(Stored records)
* * * * * * * * *
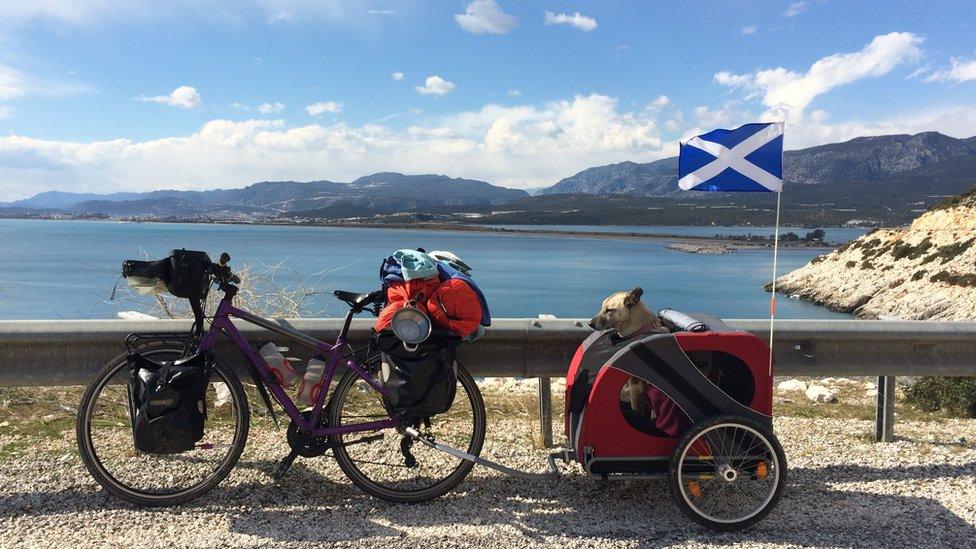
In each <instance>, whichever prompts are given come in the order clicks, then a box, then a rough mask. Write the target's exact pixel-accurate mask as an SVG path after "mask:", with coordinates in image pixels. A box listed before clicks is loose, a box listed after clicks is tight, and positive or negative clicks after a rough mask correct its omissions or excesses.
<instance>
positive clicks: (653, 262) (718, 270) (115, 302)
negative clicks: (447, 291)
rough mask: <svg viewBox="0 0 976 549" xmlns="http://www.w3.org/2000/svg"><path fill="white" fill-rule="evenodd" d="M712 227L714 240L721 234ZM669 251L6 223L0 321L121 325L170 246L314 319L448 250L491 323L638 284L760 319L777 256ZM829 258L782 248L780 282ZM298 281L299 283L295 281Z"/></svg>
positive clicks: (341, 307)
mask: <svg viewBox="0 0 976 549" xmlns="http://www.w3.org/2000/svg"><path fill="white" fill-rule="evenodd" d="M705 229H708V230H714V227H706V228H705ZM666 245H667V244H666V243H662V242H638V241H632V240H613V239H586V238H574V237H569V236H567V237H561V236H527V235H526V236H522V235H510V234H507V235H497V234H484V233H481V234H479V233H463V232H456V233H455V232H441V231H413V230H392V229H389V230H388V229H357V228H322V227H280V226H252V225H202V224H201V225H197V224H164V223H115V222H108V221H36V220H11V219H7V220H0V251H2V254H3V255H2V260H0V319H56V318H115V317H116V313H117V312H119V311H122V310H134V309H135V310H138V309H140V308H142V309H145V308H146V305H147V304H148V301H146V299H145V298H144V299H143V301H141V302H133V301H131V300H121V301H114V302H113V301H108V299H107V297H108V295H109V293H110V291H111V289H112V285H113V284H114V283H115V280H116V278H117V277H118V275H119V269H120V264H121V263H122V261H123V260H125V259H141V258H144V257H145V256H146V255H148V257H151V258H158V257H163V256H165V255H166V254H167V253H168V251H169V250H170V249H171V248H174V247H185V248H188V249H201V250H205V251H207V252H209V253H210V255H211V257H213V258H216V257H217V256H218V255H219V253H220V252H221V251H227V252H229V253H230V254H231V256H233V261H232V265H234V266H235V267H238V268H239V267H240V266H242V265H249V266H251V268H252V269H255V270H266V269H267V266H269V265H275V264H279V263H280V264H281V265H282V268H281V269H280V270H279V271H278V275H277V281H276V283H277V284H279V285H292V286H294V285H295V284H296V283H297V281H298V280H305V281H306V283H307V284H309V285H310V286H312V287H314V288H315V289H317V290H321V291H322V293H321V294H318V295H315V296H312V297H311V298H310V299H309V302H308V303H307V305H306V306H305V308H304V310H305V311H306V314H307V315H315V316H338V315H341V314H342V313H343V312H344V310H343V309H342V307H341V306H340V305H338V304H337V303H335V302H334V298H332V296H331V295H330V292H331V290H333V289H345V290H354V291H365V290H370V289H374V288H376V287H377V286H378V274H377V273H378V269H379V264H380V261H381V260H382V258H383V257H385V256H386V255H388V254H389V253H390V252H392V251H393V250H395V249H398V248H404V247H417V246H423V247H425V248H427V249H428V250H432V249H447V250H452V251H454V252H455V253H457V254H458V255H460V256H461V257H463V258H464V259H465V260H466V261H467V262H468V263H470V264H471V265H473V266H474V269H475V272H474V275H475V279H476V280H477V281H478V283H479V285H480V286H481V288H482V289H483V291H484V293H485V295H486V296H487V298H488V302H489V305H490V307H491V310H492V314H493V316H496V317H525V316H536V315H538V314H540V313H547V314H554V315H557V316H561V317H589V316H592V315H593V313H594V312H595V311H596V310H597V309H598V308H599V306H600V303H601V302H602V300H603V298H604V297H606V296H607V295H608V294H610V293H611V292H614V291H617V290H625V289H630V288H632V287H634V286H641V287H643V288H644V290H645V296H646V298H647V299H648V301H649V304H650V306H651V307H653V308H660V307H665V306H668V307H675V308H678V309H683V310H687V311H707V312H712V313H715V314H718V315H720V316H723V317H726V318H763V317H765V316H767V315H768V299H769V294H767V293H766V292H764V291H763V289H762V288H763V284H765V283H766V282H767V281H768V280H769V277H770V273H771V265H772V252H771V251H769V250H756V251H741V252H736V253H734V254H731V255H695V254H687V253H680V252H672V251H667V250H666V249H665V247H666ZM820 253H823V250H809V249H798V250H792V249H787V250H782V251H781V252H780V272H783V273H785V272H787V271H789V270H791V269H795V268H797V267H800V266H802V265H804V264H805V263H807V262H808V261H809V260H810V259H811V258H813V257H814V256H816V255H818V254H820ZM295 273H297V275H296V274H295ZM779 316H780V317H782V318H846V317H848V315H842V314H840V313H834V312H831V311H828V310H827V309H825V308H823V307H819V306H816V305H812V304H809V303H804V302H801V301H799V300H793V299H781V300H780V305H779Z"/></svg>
* * * * * * * * *
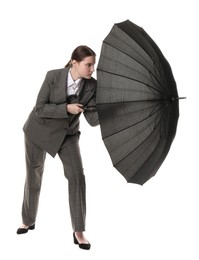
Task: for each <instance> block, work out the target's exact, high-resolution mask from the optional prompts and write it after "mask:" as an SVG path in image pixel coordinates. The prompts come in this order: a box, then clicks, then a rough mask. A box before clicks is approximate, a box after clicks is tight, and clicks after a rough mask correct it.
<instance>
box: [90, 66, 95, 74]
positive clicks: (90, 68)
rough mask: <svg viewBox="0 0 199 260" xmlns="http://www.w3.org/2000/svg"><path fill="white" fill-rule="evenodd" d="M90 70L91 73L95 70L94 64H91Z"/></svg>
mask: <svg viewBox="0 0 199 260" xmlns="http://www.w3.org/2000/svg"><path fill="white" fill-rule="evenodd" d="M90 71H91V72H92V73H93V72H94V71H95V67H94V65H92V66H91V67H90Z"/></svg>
* * * * * * * * *
**Task objective**
Every line above in which the word "after" occurs needs to be copied.

**Response to the task**
In each <instance>, whichever prompts are given come in the order clicks, then a box, then a rough mask. Write the target's exact pixel-accurate mask as an SVG path after "mask:", with coordinates in image pixels. A box listed before clicks is loose, a box listed after clicks is tight, and positive or negative clicks after a rough mask correct its omissions or excesses.
Task: for each <instance> block, work out the target's exact, high-resolution mask from the optional prompts and write it after "mask:" as an SVG path in image pixel coordinates. The prompts come in this order: a box, then clicks, then a rough mask. A box before clicks is approximate, a box after clicks is tight, and clicks after a rough mask correct it.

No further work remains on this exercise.